**Problem details:** Convert the items below into a Markdown table with the columns Row and Line, one row per line and blank lines omitted. Start with the line containing "Segment every instance of the cracked" and continue through the last line of the items.

**Data supplied:**
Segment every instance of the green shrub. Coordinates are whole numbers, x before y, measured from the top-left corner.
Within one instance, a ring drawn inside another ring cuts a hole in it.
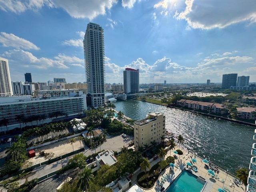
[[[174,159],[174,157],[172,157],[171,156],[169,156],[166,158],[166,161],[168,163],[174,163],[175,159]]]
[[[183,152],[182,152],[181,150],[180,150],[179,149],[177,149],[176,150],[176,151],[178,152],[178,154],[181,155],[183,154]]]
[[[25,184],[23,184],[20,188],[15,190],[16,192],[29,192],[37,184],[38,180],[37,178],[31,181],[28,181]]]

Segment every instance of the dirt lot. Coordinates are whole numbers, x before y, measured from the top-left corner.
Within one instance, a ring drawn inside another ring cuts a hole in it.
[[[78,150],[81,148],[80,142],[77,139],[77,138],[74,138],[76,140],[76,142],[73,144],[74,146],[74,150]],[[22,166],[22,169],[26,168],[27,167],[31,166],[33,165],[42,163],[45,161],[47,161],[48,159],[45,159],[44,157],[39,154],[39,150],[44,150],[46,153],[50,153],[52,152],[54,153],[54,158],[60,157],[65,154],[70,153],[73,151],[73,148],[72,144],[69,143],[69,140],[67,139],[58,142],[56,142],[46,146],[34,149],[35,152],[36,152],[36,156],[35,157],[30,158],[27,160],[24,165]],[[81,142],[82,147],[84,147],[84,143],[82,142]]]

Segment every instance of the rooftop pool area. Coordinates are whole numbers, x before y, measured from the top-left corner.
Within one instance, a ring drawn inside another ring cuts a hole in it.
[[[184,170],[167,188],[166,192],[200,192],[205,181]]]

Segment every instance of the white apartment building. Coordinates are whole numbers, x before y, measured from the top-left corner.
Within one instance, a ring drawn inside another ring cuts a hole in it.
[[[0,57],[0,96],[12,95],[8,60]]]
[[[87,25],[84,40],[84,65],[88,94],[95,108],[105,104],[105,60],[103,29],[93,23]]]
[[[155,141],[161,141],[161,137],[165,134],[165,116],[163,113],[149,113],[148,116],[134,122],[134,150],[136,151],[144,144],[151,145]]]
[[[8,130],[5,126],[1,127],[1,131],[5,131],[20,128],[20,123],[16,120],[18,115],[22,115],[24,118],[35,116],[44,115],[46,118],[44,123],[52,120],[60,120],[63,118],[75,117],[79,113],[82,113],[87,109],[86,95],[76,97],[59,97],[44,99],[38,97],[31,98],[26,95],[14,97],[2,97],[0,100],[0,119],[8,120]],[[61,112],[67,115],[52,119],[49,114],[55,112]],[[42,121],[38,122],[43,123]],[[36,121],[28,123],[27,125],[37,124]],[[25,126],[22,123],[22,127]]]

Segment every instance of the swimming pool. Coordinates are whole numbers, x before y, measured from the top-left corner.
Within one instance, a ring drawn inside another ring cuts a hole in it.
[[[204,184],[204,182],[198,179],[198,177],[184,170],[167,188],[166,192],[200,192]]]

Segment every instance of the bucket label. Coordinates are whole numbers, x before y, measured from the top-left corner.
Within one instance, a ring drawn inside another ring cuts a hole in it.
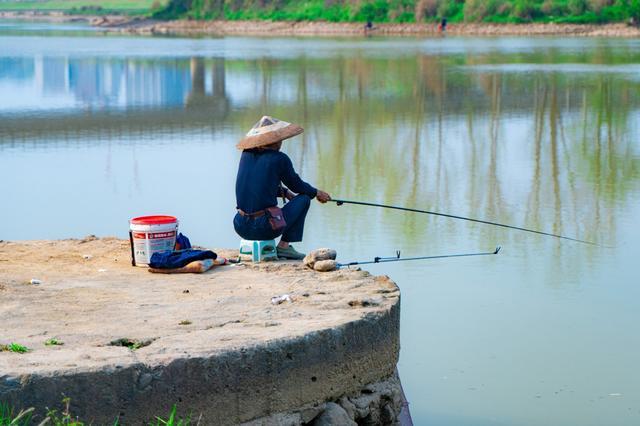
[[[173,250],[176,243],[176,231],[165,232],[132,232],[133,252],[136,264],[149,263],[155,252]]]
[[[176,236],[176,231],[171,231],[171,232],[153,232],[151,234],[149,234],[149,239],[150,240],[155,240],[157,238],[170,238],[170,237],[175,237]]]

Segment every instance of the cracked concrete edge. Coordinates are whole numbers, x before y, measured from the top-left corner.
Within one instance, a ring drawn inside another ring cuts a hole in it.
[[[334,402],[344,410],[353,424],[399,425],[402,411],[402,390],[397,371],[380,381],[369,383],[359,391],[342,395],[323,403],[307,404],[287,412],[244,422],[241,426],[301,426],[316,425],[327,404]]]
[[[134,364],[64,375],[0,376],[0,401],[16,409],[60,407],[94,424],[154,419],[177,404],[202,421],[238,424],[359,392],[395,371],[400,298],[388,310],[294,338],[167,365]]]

**Task answer:**
| Row | Line |
|---|---|
| 1 | Segment every instance of the cracked concrete edge. Coordinates are whole numbers, x before y, measured from the top-left corner. |
| 2 | Within one instance, a ring drawn inside another ring cuts a hole in it. |
| 3 | [[[334,402],[344,410],[353,424],[399,425],[402,411],[402,390],[397,371],[380,381],[369,383],[359,391],[342,395],[323,403],[307,404],[287,412],[244,422],[241,426],[301,426],[316,425],[327,404]]] |
| 4 | [[[134,364],[64,375],[0,376],[0,401],[16,409],[60,407],[94,424],[154,419],[177,404],[202,421],[238,424],[359,392],[395,371],[400,298],[388,310],[294,338],[167,365]]] |